BEGIN Material for the task

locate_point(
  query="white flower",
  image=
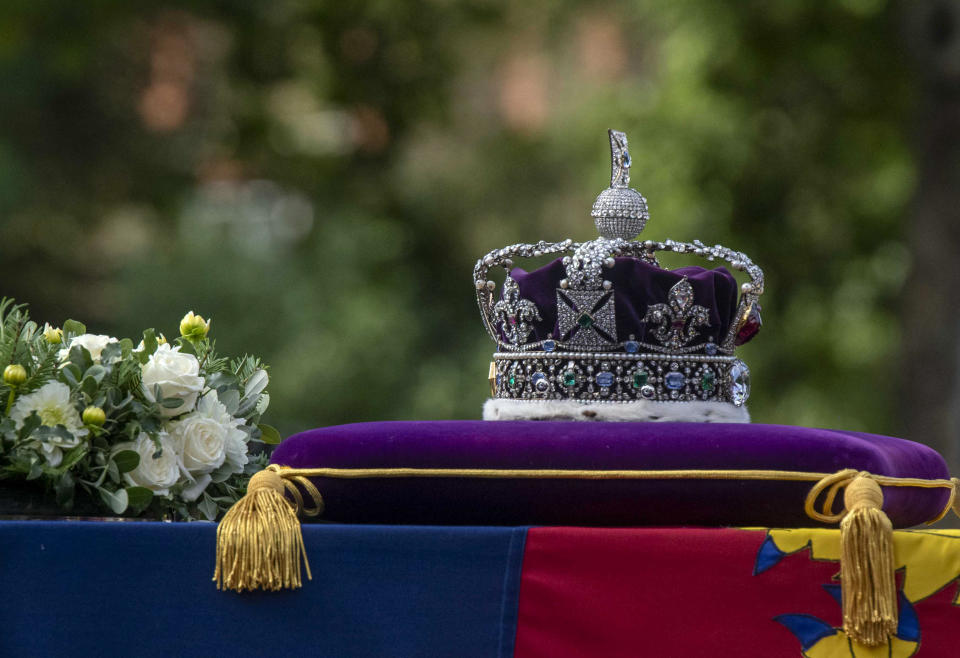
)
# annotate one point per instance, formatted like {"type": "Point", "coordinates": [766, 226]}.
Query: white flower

END Material for the task

_What you are asked to do_
Set down every record above exactly as it stands, but skip the pictures.

_Answer to this task_
locate_point(
  query="white flower",
  image=
)
# annotate one point per instance, formatted like {"type": "Point", "coordinates": [766, 226]}.
Query: white flower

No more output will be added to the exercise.